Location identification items
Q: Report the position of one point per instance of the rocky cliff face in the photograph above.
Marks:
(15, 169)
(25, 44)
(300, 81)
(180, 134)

[Task] Can you reproduce the location identification items above word for word, keeping every line as it appears?

[Expected answer]
Q: Report the position of one point per instance of the rocky cliff face in the photograph above.
Marks:
(15, 169)
(25, 44)
(300, 81)
(180, 134)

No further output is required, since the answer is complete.